Basically we discovered an issue with our CAA record checking system. If the
system timed out, we would treat the failure as a DNS failure instead of an
internal failure. Per the BRs Section 3.2.2:

"CAs are permitted to treat a record lookup failure as permission to issue
if:

. the failure is outside the CA's infrastructure;

. the lookup has been retried at least once; and

. the domain's zone does not have a DNSSEC validation chain to the ICANN
root"



The failure was not outside our infrastructure so issuance was improper.



We checked all the applicable CAA records and found 16 where the CAA record
would not permit us to issue if we were issuing a new cert today. What we
are proposing is to revoke these certificates and reissue them (if they pass
all the proper checks). The rest would pass if we issued today so we were
going to leave these where they are while disclosing them to the Mozilla
community.



Jeremy Rowley

unread,
May 10, 2019, 3:55:35 PM5/10/19
to ry...@sleevi.com, mozilla-dev-s...@lists.mozilla.org
The analysis was basically that all the verification documents are still good, which means if we issued the cert today, the issuance would pass without further checks (since the data itself is good for 825 days). Because of this, customers with domains that didn’t prohibit Digicert in their CAA record (anywhere in the chain) could simply reissue the certificate without a problem. We could require this of all customers. For the 16, issuance would fail if the CAA check was performed today. Therefore, we want to revoke those.



The one reason I wanted more time to respond is that we think we may have most CAA records in our Splunk data for the time of issuance. Our new plan is that we will revoke all certs unless we can confirm the CAA record was permissive at the time of issuance. I don’t know the number of certs that we will revoke yet. I’ll post an update when we compare the Splunk data to the issuance data.



The real problem was the CA would kick off a request to the CAA checker. If the CA encountered an error, the request would time out. The CAA record may still have checked the CAA records appropriately but the CA never pulled the information to verify issuance authorization. So it’s a mis-issuance unless we can pull the data and prove it wasn’t. Combing through the archive data will take a while.

============================================================

• Problems:
1. Reproduce only the rows from the line containing "Keypoint placement: for each instance of the green moss, imagine" through the line containing "174), (21, 225)]", both ends included, with their requests, and offset every coordinate in the answers by adding 149.
2. Pick up the forum thread about the CAA record checking failure after its last sentence and continue it.

============================================================

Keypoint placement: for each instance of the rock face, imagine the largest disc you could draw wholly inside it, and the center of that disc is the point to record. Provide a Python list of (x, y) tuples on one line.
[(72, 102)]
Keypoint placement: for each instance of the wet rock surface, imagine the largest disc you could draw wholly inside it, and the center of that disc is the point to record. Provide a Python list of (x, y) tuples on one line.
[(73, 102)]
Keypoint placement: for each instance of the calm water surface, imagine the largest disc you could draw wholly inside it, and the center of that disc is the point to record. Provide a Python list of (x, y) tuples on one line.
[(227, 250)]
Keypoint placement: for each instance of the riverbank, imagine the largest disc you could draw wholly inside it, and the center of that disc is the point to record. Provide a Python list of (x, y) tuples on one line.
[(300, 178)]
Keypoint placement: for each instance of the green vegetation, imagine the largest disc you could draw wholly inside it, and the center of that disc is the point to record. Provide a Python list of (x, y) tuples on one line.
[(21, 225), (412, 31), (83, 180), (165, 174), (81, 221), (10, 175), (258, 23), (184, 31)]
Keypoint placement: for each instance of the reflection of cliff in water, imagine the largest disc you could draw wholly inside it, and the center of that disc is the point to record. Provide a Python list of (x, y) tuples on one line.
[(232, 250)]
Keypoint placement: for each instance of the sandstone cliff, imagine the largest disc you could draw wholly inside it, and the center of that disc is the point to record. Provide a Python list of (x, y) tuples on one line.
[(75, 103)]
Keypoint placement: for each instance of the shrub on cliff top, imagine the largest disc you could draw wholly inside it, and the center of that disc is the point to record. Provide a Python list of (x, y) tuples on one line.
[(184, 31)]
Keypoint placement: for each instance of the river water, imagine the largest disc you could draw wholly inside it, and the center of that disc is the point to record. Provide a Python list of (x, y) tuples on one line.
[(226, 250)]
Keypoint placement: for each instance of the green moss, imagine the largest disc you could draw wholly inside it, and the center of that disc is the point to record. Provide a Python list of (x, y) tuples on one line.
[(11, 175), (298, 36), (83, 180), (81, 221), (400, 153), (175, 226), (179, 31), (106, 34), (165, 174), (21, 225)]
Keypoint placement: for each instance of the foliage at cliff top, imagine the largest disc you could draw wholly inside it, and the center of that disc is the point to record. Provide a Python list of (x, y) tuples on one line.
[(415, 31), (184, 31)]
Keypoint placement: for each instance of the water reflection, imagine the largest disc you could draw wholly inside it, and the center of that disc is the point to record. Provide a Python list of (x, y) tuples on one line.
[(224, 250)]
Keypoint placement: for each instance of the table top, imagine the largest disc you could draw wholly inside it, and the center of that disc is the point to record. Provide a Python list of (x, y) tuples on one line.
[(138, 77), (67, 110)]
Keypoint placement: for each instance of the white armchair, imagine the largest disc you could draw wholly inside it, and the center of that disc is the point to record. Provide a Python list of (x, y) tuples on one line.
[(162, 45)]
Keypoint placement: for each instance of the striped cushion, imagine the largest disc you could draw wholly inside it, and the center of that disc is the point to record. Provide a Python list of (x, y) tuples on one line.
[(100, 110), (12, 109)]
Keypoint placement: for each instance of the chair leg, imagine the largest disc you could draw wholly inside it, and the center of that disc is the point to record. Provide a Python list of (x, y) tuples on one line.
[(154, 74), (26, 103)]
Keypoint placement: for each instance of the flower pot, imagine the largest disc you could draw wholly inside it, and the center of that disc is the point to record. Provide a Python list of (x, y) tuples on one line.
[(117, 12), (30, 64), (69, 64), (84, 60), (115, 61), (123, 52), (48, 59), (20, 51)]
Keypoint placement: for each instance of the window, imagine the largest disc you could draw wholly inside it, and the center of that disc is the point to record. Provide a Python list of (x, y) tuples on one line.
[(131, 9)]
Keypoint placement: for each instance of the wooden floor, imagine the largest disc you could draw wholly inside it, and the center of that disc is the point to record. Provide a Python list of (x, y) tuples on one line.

============================================================

• Answers for the exercise:
1.
Keypoint placement: for each instance of the green moss, imagine the largest disc you could draw wholly inside it, and the center of that disc is the point to record. Provide a Python list of (x, y) tuples on one line.
[(160, 324), (447, 185), (232, 329), (230, 370), (549, 302), (324, 375), (328, 180), (255, 183), (314, 323), (170, 374)]

2.
Jeremy



From: Ryan Sleevi <ry...@sleevi.com>
Sent: Friday, May 10, 2019 11:54 AM
To: Jeremy Rowley <jeremy...@digicert.com>
Cc: mozilla-dev-s...@lists.mozilla.org
Subject: Re: CAA record checking issue







On Thu, May 9, 2019 at 10:05 PM Jeremy Rowley via dev-security-policy <dev-secur...@lists.mozilla.org <mailto:dev-secur...@lists.mozilla.org> > wrote:

We checked all the applicable CAA records and found 16 where the CAA record
would not permit us to issue if we were issuing a new cert today. What we
are proposing is to revoke these certificates and reissue them (if they pass
all the proper checks). The rest would pass if we issued today so we were
going to leave these where they are while disclosing them to the Mozilla
community.



Ryan Sleevi

unread,
May 10, 2019, 4:15:58 PM5/10/19
to Jeremy Rowley, ry...@sleevi.com, mozilla-dev-s...@lists.mozilla.org
On Fri, May 10, 2019 at 3:55 PM Jeremy Rowley <jeremy...@digicert.com>
wrote:

> The analysis was basically that all the verification documents are still
> good, which means if we issued the cert today, the issuance would pass
> without further checks (since the data itself is good for 825 days).
> Because of this, customers with domains that didn’t prohibit Digicert in
> their CAA record (anywhere in the chain) could simply reissue the
> certificate without a problem. We could require this of all customers. For
> the 16, issuance would fail if the CAA check was performed today.
> Therefore, we want to revoke those.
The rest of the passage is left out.